What you have to do ▸ Copy every line of the listing below without any change.

[Data lines]
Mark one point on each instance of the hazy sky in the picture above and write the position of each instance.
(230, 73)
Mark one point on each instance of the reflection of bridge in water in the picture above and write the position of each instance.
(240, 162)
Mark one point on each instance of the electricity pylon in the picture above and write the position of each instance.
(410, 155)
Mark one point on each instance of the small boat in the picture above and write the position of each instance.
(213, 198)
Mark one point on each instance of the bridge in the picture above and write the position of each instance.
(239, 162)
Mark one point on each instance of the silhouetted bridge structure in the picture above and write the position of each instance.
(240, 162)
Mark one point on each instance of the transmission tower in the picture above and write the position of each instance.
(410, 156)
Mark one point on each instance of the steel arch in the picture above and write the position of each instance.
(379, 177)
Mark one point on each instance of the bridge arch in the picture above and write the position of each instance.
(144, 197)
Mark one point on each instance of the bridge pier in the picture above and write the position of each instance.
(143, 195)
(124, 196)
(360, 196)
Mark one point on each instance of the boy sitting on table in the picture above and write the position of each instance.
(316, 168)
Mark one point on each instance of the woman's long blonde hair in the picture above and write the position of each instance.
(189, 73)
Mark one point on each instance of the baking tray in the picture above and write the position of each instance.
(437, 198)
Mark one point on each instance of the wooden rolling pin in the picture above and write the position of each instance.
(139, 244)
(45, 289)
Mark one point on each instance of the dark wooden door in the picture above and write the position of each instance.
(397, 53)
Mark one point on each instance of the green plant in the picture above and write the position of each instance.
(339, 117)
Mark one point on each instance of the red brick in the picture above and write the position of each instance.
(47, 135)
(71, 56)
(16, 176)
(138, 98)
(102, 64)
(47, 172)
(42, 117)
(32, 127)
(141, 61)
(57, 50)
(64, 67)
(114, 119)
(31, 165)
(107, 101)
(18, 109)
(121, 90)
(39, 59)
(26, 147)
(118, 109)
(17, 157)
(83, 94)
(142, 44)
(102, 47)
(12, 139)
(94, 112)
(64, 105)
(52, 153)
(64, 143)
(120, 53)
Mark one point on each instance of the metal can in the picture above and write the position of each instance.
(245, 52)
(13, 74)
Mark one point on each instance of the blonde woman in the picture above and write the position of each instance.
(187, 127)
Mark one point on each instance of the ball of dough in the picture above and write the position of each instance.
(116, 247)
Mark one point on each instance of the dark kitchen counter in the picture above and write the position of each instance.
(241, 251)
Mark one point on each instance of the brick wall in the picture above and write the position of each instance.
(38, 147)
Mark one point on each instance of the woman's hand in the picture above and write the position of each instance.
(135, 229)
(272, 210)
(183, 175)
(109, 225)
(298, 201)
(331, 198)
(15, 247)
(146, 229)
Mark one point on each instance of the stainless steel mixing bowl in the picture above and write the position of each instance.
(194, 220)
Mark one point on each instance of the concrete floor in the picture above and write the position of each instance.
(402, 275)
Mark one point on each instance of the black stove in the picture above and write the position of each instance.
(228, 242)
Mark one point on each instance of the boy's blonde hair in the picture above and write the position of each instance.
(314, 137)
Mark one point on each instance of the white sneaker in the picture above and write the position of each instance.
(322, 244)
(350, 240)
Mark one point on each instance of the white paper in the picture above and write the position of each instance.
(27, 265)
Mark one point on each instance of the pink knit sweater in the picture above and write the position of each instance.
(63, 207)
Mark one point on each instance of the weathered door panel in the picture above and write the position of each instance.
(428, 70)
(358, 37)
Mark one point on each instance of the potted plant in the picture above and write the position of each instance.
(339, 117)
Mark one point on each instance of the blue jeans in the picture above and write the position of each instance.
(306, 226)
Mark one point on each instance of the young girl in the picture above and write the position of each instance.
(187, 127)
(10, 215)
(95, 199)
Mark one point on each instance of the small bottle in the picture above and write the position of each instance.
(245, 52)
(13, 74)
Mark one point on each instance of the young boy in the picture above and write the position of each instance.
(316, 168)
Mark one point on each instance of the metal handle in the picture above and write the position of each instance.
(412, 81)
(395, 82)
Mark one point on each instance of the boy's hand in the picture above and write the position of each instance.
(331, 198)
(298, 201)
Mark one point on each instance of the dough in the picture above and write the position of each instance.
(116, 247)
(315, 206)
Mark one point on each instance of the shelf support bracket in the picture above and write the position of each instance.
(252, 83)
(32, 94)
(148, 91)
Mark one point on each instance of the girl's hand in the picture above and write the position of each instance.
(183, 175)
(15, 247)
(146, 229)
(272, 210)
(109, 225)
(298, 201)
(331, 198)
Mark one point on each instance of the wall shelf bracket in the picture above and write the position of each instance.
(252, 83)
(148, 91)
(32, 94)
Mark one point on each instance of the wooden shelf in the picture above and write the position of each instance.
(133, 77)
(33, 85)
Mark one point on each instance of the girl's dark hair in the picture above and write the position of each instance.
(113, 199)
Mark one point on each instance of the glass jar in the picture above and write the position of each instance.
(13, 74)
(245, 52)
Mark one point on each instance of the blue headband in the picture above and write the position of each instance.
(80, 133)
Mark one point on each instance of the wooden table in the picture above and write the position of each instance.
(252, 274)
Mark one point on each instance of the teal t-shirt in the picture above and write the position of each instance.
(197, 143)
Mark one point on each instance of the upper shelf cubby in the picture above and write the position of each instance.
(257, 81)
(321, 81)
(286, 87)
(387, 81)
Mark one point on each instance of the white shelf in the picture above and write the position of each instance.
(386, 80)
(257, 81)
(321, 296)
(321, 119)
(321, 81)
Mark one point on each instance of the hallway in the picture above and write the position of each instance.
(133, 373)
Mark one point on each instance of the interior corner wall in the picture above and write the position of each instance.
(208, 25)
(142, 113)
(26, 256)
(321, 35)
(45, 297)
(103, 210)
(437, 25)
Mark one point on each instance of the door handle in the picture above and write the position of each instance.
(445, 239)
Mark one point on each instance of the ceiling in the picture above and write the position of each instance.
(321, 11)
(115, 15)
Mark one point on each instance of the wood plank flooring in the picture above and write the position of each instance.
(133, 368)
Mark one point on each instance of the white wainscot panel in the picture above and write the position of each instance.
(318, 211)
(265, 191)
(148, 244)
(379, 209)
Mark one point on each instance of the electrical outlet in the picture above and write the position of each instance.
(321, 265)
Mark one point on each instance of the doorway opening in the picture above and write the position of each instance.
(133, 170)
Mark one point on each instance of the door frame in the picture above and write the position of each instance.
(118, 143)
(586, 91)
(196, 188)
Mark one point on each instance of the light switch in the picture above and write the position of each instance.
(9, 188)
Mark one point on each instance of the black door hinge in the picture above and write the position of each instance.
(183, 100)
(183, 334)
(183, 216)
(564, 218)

Completed task ▸
Mark one point on each instance of the hazy sky in the picture above and write the position of each instance.
(230, 73)
Mark one point on each instance of the reflection of bridge in water in the picture above and write the position of each instance.
(240, 162)
Mark one point on each instance of the electricity pylon in the picture above and write the position of each instance.
(410, 155)
Mark one point on each instance of the small boat in the picture above and write the position of each instance.
(213, 198)
Mark one point on each instance of the bridge in the picture above and write the position of each instance.
(239, 162)
Mark one point on each instance of the silhouetted bridge structure in the picture above and write the position of each instance.
(240, 162)
Mark one point on each instance of the transmission tower in the picture above and write the position of each instance.
(410, 156)
Mark one point on each instance of the steel arch in the picture above and write the position of each instance.
(379, 177)
Mark one point on each instance of the bridge arch in the picture above and write the position of each instance.
(144, 197)
Mark one point on each instance of the bridge pier in the picture above and write the position of each instance.
(143, 195)
(124, 196)
(360, 196)
Mark one point on each instance of the boy sitting on table in the picture above and write the position of each instance.
(316, 168)
Mark one point on each instance of the woman's long blonde hair in the picture above and write the position of each instance.
(189, 73)
Mark one point on each instance of the baking tray in the picture above and write the position of each instance.
(437, 198)
Mark one point on each instance of the wooden rolling pin in the picture above and write the position of each instance.
(139, 244)
(45, 289)
Mark one point on each instance of the dark wooden door in the picture above and write the position of each instance.
(397, 53)
Mark one point on each instance of the green plant in the picture above and write the position of each instance.
(339, 117)
Mark one point on each instance of the red brick in the picture above and write the position of each instance.
(47, 135)
(71, 56)
(16, 176)
(138, 98)
(102, 64)
(47, 172)
(42, 117)
(32, 127)
(141, 61)
(57, 50)
(64, 67)
(114, 119)
(31, 165)
(107, 101)
(18, 109)
(121, 90)
(39, 59)
(26, 147)
(118, 109)
(17, 157)
(83, 94)
(142, 44)
(102, 47)
(12, 139)
(94, 112)
(64, 105)
(52, 153)
(64, 143)
(120, 53)
Mark one point on each instance of the metal can in the picture above and write the position of each instance.
(245, 52)
(13, 74)
Mark one point on each instance of the blonde woman in the picture above and write the position of each instance.
(187, 127)
Mark one point on each instance of the ball of dough in the picture above and write the position of each instance.
(116, 247)
Mark one point on each instance of the dark kitchen counter in the picture above and write the position of each instance.
(241, 251)
Mark one point on each instance of the brick wall in the picture above and write the position of each instance.
(38, 147)
Mark one point on each instance of the woman's hand in the picture above and write the position of each instance.
(135, 229)
(272, 210)
(183, 175)
(109, 225)
(298, 201)
(331, 198)
(15, 247)
(146, 229)
Mark one point on each instance of the stainless steel mixing bowl in the picture above and write the position of each instance.
(194, 220)
Mark one point on each instance of the concrete floor in the picture above and write the position of each instance.
(402, 275)
Mark one point on each instance of the black stove in the picture above and write the position of each instance.
(228, 242)
Mark one point on each instance of the boy's blonde hair in the picture above and write the position of each instance.
(314, 137)
Mark one point on each instance of the white sneaker in the picture above and write the position of each instance.
(322, 244)
(350, 240)
Mark one point on each instance of the white paper in the picture above and write the position of each instance.
(27, 265)
Mark one point on each instance of the pink knit sweater in the picture above and write the position of each instance.
(63, 207)
Mark one point on each instance of the weathered door panel in the picture above and write the position of each instance.
(428, 70)
(358, 37)
Mark one point on each instance of the potted plant in the picture above and write the position of each instance.
(339, 117)
Mark one point on each instance of the blue jeans in the picture above and write the position of each instance.
(306, 226)
Mark one point on each instance of the young girl in the picture above and write the position of each instance.
(187, 127)
(10, 215)
(95, 199)
Mark one point on each instance of the small bottle in the picture above and write the position of each instance.
(245, 52)
(13, 74)
Mark one point on each instance of the young boy in the picture above and write the position of each instance.
(316, 168)
Mark one point on each instance of the metal handle in the picture above and write the position of each instance.
(412, 81)
(395, 82)
Mark one point on each instance of the boy's hand in the picture above and write the position of each instance.
(331, 198)
(298, 201)
Mark one point on each instance of the dough in the picture above and write the position of each instance.
(116, 247)
(315, 206)
Mark one point on each instance of the shelf support bracket in the picture above and write the position of each instance.
(252, 83)
(32, 94)
(148, 91)
Mark one point on each instance of the girl's hand in the picture above and write the position of each instance.
(183, 175)
(15, 247)
(146, 229)
(272, 210)
(109, 225)
(298, 201)
(331, 198)
Mark one point on each instance of the wall shelf bracket in the picture above and write the position of each instance.
(252, 83)
(148, 91)
(32, 94)
Mark one point on each instance of the wooden shelf in the picture above and write the position of each instance.
(133, 77)
(33, 85)
Mark one point on each instance of the girl's dark hair in the picture above and write the position of each instance.
(113, 199)
Mark one point on each instance of the glass jar in the picture above and write the position of each instance.
(13, 74)
(245, 52)
Mark one point on each instance of the blue headband in the picture above and write the position of each instance.
(80, 133)
Mark one point on each instance of the wooden table in the picture above and write the position of each instance.
(252, 274)
Mark one point on each instance of the teal t-shirt in the picture above and write the position of each instance.
(197, 143)
Mark one point on each instance of the upper shelf cubby in the picture above and write the position of each instance.
(257, 81)
(321, 81)
(286, 87)
(387, 81)
Mark one point on each instance of the white shelf in the picture above and write the position of each instance.
(386, 80)
(257, 81)
(321, 296)
(321, 119)
(321, 81)
Mark one point on each instance of the hallway in the picture above and write the position of each instance.
(133, 373)
Mark one point on each instance of the interior corner wall in the picture above and write the position of each instance.
(208, 25)
(142, 113)
(26, 256)
(321, 35)
(45, 297)
(103, 210)
(437, 25)
Mark one point on each instance of the door handle in the picture above and write the position of each instance.
(445, 239)
Mark one point on each instance of the ceiling in the picture above and write the position of each instance.
(321, 11)
(115, 15)
Mark one point on each instance of the wood plank flooring in the picture above and write the position of each instance.
(133, 368)
Mark one point on each instance of the white wainscot panel in the picture above and write the position of each instance.
(318, 211)
(265, 191)
(148, 244)
(379, 209)
Mark one point on each instance of the electrical outlet in the picture above and write the position of each instance.
(321, 265)
Mark one point on each instance of the doorway opening in the picture above and write the position of each instance.
(133, 170)
Mark one point on each instance of the door frame in the picture above and write the position of each instance.
(118, 143)
(586, 91)
(196, 188)
Mark one point on each instance of the light switch in the picture above and write the position of each instance.
(9, 188)
Mark one point on each instance of the black door hinge in the picture above and write the position of each instance.
(183, 100)
(183, 334)
(183, 216)
(564, 218)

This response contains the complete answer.